Excerpts of pointing data:
>> start

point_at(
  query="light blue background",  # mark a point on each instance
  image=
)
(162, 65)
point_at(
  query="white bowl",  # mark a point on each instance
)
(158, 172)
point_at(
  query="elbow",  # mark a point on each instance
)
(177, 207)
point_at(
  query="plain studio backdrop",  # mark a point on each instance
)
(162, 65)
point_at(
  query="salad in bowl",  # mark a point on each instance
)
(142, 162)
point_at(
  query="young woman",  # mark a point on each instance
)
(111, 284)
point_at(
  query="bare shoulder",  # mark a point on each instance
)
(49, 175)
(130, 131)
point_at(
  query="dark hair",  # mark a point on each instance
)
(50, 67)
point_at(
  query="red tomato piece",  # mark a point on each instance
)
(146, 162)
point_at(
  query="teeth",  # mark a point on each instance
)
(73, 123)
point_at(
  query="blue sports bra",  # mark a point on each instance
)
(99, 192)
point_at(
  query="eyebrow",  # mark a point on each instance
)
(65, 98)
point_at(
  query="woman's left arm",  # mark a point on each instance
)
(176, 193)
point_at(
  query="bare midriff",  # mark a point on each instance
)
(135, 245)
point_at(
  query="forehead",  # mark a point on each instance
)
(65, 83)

>> end
>> start

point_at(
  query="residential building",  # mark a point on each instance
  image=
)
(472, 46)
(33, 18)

>> end

Aim of the exercise
Locate each line in the items above that contains the string "woman" and copy those lines. Letter case must match.

Full answer
  query="young woman",  # mark a point on each instance
  query="woman's left arm",  # mark a point on each instance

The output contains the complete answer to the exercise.